### DEINE AUFGABE
Fasse den Absatz, der mit „Hier ist ihr Sternenkind begraben“ beginnt, aus dem Text über Sternenkinder unten als kurze Liste zusammen. Die wichtigsten Angaben sollen erhalten bleiben.

### TEXTAUSZUG
▬▬▬▬▬▬▬▬▬▬

Sternenkinder: Trauerorte wie in Lübeck sollen Eltern helfen
Etwa jede dritte Frau erlebt Schätzungen zufolge eine Fehlgeburt. Grabfelder für totgeborene Kinder, auch Sternenkinder oder Schmetterlingskinder genannt, gibt es in ganz Schleswig-Holstein. Dort können auch Kinder bestattet werden, die sehr früh im Mutterleib gestorben sind.
Auf dem St. Lorenz-Friedhof in der Nähe des Hauptbahnhofs in Lübeck fällt ein Grabfeld besonders auf. Es ist geschmückt mit Plüschtieren, bunten Windrädern, Engelsfiguren und bemalten Steinen. "Den Stein mit den Bären und Luftballons hat meine Schwiegermutter von einer Bekannten malen lassen" sagt Yasmin Marek. Sie selbst hat einen Engel abgelegt, darauf ein Schriftzug: "Ich hab dich lieb".
Hier ist ihr Sternenkind begraben, sagt Yasmin Marek, ihr zweiter Sohn. "Das ist ein Ort, um ihm nah zu sein." An dieser Grabstelle werden Kinder bestattet, die im Mutterleib gestorben sind und dabei weniger als 500 Gramm gewogen haben - dieses Gewicht wird etwa im sechsten Schwangerschaftsmonat erreicht. Fehlgeburten passieren oft: Laut Schätzungen des Berufsverbands der Frauenärzte erlebt etwa jede dritte Frau mindestens eine in ihrem Leben. Auch Yasmin Marek, die im September 2021 im vierten Monat schwanger war.

▬▬▬▬▬▬▬▬▬▬

### ANGEZEIGTE DATEN
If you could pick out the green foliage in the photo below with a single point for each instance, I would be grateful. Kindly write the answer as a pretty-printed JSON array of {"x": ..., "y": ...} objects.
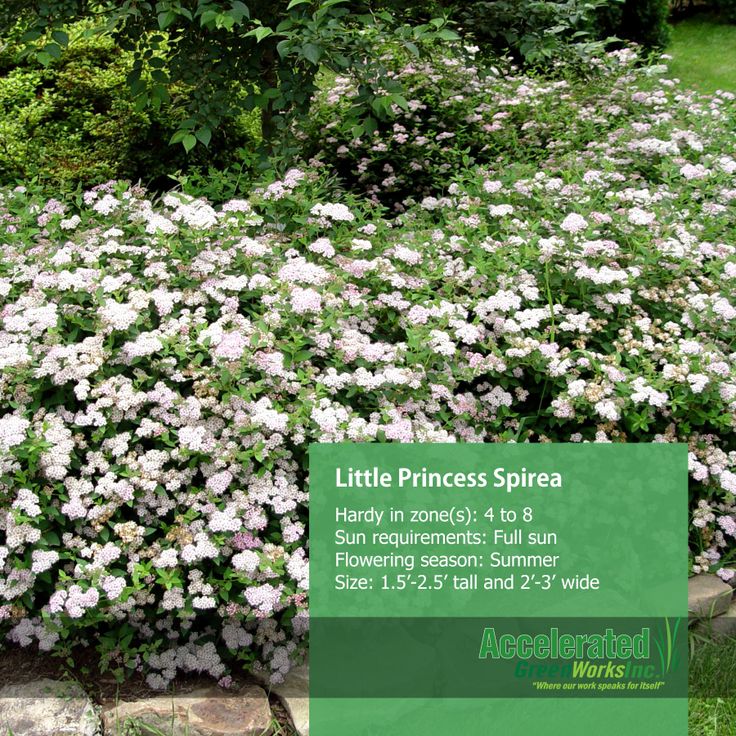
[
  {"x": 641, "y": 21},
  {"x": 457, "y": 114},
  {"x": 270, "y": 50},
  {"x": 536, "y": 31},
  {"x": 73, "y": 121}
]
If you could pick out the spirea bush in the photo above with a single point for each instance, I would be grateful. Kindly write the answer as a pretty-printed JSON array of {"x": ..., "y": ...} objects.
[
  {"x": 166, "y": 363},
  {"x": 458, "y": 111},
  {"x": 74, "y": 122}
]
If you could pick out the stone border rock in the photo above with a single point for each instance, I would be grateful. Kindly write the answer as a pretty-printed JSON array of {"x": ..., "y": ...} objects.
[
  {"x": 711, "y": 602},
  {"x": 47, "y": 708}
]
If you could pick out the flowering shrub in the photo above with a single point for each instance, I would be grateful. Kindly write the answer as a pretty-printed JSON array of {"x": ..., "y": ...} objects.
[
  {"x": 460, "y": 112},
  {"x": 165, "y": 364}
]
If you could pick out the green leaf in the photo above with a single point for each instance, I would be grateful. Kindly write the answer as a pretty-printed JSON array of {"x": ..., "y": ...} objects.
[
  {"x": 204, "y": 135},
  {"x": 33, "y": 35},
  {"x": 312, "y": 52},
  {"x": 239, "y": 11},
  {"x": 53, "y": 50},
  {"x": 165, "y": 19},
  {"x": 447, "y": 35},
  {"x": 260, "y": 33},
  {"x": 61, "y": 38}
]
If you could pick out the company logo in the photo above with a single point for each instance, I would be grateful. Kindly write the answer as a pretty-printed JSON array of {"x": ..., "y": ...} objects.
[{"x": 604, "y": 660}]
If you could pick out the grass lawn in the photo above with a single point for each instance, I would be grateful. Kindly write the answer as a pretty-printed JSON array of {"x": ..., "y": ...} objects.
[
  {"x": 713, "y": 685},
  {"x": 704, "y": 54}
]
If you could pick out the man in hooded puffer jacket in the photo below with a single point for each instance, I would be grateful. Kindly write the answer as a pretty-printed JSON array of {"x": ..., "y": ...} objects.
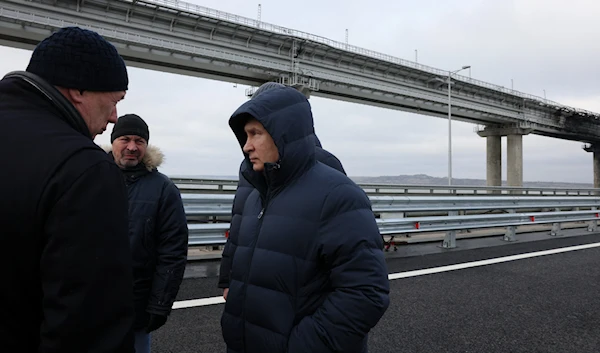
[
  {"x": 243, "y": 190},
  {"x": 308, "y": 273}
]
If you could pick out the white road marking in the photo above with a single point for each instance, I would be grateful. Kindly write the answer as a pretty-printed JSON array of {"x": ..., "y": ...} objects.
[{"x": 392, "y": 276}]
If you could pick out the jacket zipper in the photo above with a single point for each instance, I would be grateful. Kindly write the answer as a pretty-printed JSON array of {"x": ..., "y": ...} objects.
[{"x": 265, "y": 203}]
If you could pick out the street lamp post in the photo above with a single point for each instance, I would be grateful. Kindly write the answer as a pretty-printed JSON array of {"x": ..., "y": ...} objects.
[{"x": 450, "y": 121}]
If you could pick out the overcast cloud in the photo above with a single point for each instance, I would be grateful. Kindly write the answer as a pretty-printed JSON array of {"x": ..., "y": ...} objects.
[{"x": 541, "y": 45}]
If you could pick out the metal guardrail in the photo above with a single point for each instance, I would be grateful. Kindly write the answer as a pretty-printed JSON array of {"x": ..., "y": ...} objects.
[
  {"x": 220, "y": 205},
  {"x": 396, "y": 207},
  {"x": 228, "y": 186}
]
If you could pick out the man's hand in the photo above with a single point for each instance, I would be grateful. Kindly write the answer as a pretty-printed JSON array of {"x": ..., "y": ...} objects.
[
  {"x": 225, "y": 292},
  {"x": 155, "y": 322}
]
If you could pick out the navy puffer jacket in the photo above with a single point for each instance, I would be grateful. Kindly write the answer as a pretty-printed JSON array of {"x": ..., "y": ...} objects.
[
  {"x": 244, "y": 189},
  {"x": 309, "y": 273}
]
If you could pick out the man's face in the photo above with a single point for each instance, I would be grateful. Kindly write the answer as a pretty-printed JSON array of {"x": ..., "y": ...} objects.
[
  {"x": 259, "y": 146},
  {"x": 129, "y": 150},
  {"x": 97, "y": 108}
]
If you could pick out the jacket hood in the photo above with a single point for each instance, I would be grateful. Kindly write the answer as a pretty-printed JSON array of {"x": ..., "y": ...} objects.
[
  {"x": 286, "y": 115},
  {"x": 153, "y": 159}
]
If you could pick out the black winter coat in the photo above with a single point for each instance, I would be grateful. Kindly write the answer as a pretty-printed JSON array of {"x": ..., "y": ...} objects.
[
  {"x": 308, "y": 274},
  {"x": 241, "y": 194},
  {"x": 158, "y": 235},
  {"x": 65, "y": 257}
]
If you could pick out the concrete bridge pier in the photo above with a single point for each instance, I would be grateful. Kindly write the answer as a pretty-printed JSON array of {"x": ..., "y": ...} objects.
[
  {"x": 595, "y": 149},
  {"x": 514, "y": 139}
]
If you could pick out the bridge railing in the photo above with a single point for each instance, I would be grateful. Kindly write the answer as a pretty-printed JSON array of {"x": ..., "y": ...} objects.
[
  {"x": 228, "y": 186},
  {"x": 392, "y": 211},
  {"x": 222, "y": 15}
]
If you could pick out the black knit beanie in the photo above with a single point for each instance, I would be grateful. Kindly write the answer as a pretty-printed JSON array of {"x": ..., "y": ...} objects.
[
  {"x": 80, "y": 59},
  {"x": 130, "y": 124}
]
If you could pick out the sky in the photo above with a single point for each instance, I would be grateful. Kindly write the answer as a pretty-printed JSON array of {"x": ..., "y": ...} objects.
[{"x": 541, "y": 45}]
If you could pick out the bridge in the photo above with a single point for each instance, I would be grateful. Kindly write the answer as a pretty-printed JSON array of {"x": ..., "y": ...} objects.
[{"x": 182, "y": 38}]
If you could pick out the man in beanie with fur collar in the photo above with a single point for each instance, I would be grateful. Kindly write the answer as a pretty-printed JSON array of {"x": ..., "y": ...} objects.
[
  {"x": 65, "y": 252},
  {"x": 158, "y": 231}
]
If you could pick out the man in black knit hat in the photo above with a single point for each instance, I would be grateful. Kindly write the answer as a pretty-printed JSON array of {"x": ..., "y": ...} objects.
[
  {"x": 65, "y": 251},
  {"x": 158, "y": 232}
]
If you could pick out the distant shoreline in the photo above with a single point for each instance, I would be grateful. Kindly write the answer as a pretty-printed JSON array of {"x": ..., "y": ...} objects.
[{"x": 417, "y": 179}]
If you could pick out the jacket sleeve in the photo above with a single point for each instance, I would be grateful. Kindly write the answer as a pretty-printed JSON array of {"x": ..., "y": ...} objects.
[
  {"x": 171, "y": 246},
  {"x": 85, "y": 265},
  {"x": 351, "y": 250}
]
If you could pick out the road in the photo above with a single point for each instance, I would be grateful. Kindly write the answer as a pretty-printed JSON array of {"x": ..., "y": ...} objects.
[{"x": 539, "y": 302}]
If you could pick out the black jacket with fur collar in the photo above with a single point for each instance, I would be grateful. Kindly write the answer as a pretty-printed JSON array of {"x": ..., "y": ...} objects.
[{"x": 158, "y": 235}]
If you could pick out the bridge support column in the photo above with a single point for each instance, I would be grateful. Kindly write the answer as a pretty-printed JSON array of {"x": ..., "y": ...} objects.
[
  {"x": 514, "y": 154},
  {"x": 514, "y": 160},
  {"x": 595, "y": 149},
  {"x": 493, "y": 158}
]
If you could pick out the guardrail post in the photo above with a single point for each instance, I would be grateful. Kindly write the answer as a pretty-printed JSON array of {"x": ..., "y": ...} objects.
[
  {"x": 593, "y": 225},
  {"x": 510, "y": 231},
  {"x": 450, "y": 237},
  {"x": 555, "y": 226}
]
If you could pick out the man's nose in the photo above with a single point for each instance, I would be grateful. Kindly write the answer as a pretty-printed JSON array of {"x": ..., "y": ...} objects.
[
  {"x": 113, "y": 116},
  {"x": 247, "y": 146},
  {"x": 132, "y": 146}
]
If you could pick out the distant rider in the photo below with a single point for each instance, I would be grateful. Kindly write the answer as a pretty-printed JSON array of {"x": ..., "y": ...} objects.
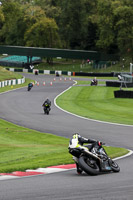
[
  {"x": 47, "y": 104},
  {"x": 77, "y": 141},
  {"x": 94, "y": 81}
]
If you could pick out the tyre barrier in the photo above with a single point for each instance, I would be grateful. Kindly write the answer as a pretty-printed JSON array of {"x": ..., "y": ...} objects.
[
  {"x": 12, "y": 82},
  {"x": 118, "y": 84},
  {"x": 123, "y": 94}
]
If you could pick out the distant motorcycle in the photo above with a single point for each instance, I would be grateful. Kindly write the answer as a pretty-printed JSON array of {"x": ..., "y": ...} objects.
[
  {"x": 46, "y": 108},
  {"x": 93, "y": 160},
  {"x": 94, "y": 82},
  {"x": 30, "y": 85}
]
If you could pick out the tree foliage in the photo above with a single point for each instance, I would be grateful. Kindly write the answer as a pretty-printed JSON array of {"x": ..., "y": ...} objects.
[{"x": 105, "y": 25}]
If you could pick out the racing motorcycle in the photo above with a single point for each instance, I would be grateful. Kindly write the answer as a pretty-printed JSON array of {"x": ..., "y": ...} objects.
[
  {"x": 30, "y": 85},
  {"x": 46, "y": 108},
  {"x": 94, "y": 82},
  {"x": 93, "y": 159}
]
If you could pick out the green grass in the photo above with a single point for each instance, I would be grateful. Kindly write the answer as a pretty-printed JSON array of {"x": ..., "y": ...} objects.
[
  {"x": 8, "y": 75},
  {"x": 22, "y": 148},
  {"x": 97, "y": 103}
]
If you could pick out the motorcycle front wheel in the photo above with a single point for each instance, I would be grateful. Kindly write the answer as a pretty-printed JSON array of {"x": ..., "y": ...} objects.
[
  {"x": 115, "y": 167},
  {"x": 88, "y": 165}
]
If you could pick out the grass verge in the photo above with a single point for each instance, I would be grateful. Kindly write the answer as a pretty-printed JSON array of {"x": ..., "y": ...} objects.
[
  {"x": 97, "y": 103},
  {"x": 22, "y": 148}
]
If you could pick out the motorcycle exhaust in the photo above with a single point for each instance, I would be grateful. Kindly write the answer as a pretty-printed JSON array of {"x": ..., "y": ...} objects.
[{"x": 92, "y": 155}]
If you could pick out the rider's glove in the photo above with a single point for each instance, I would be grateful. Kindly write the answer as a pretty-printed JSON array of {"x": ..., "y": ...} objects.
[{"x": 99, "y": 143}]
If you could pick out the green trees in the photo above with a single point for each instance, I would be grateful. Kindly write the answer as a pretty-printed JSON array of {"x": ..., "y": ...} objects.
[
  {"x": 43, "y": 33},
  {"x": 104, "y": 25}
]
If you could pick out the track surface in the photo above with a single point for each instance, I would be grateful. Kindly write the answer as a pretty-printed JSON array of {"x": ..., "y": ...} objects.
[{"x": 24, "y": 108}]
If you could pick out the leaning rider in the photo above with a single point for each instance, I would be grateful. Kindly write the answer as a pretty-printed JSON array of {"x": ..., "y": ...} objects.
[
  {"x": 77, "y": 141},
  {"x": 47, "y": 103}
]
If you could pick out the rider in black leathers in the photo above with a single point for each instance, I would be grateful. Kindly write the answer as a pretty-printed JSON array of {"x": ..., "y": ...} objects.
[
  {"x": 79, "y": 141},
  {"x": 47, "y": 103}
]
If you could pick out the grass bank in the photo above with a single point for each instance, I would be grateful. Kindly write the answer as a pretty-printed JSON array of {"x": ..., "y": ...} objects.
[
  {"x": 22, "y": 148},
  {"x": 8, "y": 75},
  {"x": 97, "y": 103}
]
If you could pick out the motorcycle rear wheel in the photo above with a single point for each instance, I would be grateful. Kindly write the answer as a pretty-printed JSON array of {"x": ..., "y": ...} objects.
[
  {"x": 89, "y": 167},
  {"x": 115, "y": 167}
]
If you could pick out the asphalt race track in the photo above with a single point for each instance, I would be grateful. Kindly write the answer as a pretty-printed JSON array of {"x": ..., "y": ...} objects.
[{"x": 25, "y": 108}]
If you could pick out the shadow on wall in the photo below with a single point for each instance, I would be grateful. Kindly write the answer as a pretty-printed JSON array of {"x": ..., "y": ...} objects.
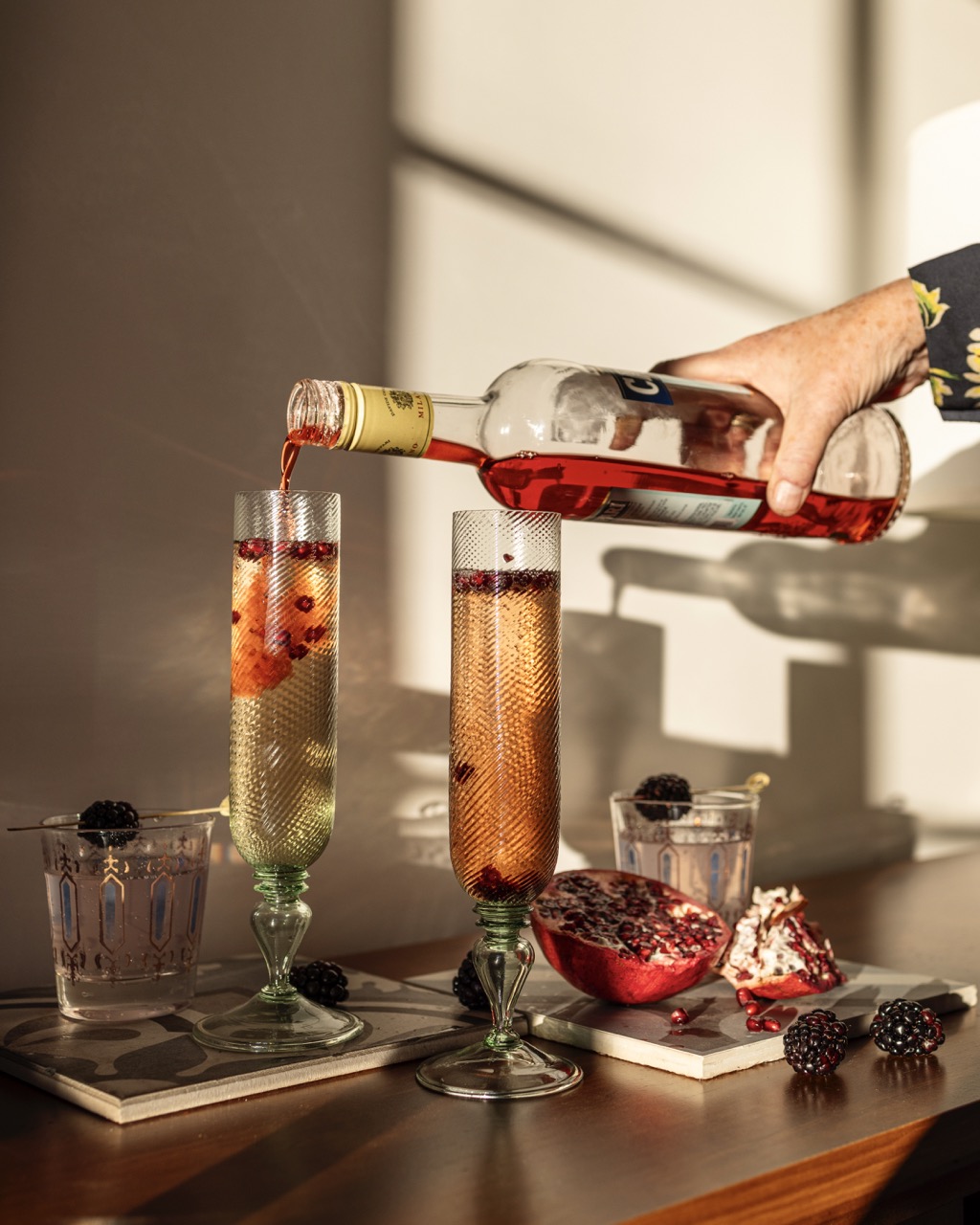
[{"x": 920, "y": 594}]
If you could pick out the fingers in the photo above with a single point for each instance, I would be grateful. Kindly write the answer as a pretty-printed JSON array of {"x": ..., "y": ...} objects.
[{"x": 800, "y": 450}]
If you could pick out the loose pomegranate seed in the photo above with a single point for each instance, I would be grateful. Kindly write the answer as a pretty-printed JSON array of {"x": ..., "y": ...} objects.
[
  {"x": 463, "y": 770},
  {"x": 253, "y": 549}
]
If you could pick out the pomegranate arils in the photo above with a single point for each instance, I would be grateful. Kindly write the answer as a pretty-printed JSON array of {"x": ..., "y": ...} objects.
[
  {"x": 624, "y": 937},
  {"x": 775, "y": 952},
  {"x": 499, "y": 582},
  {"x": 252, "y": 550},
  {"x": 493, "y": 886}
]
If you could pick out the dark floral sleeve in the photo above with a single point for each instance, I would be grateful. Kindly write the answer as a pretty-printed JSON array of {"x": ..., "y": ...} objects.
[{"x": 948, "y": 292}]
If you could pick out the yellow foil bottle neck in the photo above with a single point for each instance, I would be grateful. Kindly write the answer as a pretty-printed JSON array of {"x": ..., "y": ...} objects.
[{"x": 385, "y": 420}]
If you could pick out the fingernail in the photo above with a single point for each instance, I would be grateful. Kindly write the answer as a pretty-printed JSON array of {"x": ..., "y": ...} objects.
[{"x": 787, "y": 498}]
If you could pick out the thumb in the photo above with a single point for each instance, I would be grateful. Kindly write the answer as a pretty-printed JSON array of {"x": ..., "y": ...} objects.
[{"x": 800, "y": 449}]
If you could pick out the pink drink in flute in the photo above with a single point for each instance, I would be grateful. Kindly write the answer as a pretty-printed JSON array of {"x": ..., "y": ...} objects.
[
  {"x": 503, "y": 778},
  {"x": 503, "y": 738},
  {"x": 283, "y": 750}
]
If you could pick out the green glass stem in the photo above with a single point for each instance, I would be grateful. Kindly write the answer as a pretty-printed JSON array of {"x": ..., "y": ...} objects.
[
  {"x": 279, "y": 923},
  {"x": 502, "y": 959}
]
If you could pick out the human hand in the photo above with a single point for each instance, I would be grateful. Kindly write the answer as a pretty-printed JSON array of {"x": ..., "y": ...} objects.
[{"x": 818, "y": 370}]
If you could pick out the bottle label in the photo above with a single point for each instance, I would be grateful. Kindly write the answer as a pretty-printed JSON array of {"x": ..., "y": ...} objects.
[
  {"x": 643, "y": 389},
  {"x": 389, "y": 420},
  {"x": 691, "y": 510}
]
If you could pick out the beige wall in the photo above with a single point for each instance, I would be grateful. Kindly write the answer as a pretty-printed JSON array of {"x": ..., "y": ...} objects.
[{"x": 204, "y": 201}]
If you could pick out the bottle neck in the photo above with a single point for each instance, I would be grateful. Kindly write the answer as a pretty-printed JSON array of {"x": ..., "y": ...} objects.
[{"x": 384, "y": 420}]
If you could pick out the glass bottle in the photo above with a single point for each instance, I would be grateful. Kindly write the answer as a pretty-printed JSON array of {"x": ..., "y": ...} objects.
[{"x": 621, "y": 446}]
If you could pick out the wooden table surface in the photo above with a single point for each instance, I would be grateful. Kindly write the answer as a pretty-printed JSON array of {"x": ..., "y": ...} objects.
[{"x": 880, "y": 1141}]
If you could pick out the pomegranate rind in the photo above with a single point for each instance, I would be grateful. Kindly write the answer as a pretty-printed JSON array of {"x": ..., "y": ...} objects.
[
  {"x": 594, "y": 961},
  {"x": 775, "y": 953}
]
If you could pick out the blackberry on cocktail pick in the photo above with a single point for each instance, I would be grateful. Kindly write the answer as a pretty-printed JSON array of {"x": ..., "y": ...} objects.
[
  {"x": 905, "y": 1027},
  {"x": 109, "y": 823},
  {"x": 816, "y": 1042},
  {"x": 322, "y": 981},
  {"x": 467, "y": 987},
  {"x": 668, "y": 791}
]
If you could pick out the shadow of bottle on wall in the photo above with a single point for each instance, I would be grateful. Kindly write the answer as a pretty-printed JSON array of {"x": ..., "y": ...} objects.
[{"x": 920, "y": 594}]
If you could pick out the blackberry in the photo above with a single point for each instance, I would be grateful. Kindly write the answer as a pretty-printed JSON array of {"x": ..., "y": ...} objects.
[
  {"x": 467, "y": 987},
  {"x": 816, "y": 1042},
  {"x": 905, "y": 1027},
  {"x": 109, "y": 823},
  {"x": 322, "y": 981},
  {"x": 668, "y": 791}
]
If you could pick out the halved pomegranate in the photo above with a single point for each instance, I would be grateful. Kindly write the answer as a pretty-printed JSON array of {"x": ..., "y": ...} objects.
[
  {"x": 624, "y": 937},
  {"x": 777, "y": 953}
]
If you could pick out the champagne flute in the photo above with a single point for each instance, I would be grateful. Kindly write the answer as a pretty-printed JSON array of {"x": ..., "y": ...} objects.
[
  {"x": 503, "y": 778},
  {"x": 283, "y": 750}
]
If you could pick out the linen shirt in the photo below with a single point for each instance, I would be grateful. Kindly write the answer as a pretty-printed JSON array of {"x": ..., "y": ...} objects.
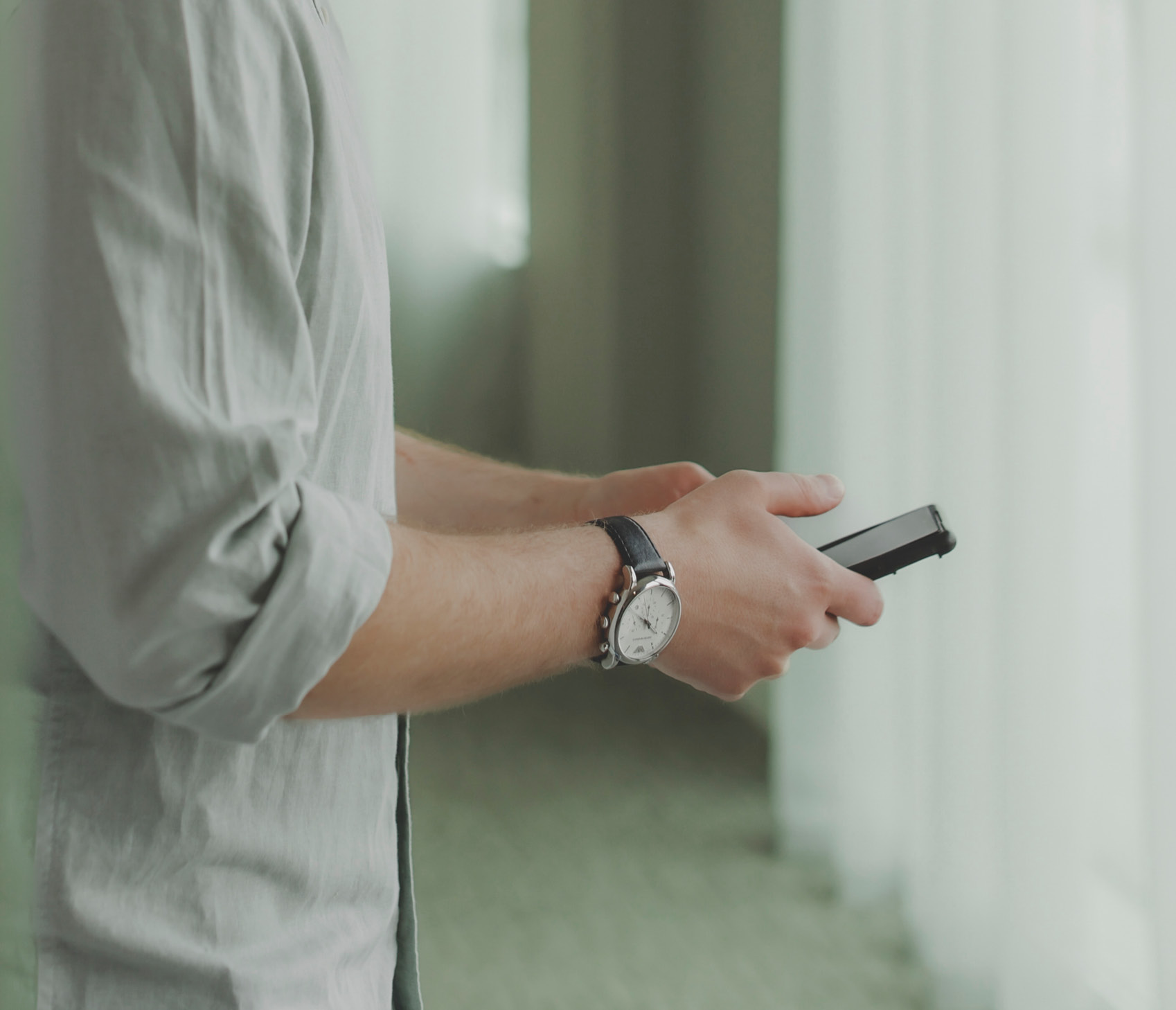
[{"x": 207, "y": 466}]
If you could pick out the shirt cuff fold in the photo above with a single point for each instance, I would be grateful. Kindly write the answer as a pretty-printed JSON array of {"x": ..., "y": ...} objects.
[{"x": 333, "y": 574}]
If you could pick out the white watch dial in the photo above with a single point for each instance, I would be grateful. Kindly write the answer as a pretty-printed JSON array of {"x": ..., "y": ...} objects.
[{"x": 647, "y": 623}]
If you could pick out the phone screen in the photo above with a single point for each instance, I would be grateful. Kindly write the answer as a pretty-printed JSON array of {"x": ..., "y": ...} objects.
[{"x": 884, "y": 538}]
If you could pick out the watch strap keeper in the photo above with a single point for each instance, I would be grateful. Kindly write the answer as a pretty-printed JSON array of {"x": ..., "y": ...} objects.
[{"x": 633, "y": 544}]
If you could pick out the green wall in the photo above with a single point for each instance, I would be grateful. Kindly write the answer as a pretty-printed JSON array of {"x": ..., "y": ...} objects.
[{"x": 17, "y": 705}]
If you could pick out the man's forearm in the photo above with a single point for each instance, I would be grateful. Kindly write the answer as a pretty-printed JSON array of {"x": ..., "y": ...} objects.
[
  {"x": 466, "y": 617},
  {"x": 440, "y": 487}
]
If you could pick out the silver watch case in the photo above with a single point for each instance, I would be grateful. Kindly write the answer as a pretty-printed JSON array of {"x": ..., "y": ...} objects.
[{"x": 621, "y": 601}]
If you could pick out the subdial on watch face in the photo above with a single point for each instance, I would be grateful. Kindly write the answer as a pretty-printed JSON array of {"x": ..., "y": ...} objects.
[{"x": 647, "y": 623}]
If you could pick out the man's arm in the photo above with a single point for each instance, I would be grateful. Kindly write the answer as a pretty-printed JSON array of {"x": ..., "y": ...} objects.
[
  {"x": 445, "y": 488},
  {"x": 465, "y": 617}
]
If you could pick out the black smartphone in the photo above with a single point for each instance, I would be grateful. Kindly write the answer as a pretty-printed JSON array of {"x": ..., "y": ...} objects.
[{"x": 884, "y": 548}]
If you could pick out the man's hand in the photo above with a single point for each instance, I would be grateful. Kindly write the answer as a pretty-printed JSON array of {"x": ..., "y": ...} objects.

▬▬▬▬▬▬▬▬▬▬

### DEINE ANTWORT
- Auf diesem Grabfeld liegt das Sternenkind von Yasmin Marek, ihr zweiter Sohn. Für sie ist es ein Ort, um ihm nah zu sein.
- Hier werden Kinder bestattet, die im Mutterleib gestorben sind und weniger als 500 Gramm gewogen haben. Dieses Gewicht wird etwa im sechsten Schwangerschaftsmonat erreicht.
- Fehlgeburten sind häufig. Nach Schätzungen des Berufsverbands der Frauenärzte erlebt etwa jede dritte Frau mindestens eine in ihrem Leben.
- Das gilt auch für Yasmin Marek, die im September 2021 im vierten Monat schwanger war.